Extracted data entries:
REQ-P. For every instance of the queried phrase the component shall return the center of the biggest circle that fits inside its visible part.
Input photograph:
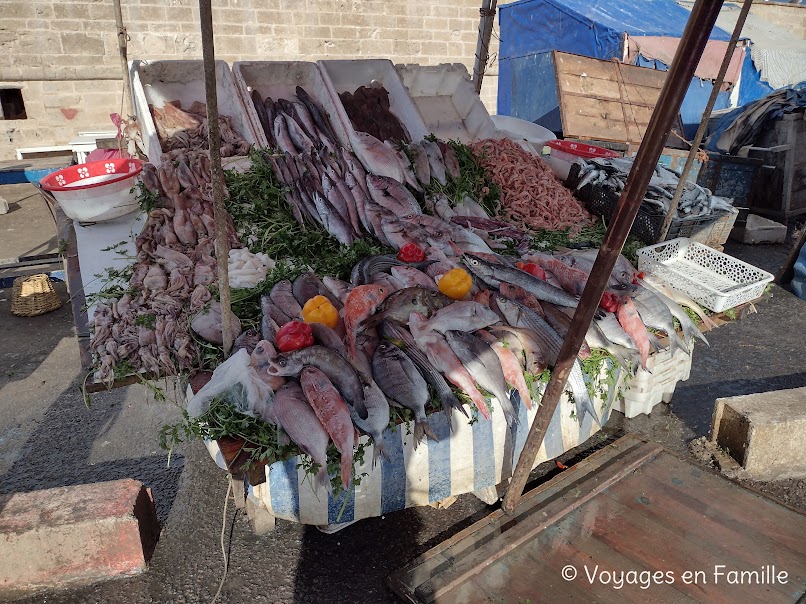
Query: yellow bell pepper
(455, 284)
(320, 310)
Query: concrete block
(759, 230)
(765, 432)
(76, 535)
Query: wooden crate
(629, 507)
(782, 188)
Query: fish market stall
(399, 300)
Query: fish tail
(346, 467)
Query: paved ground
(48, 437)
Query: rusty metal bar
(487, 12)
(692, 44)
(214, 138)
(706, 115)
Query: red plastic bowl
(582, 149)
(92, 174)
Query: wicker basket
(33, 295)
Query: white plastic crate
(715, 280)
(158, 82)
(279, 80)
(349, 75)
(447, 101)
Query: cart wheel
(261, 519)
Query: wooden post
(123, 40)
(692, 44)
(487, 12)
(214, 137)
(706, 115)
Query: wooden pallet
(629, 507)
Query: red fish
(360, 303)
(334, 415)
(631, 323)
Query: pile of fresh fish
(368, 110)
(246, 269)
(180, 130)
(695, 202)
(148, 328)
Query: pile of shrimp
(531, 194)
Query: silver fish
(297, 418)
(483, 364)
(402, 382)
(495, 273)
(404, 340)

* **What is asked**: Extract every line of the items above verbatim, leaving out the pictures.

* **Completed task**:
REQ-P. For every instance of the queried phrase the component shall return the center of the biggest circle that fits inside its visible part.
Input photograph:
Query: yellow bell pepper
(455, 284)
(320, 310)
Query: concrete block
(759, 230)
(765, 432)
(76, 535)
Query: wooden crate
(629, 507)
(782, 188)
Query: fish market stall
(399, 300)
Query: fish tail
(346, 467)
Query: paved ground
(48, 437)
Query: rusty metal bar
(487, 12)
(692, 44)
(214, 138)
(706, 115)
Query: red plastic bowl
(582, 149)
(92, 174)
Query: wicker basket
(33, 295)
Query: white plastic crate
(715, 280)
(158, 82)
(279, 80)
(349, 75)
(447, 101)
Query: cart wheel
(261, 519)
Query: wooden post
(123, 40)
(692, 44)
(487, 12)
(214, 137)
(706, 115)
Query: wooden pallet
(629, 507)
Query: red fish
(360, 303)
(334, 415)
(631, 323)
Query: pile of fresh fish
(368, 110)
(246, 269)
(180, 130)
(695, 202)
(148, 328)
Query: pile of shrimp
(531, 194)
Query: silver fish
(297, 418)
(483, 364)
(402, 382)
(495, 273)
(404, 340)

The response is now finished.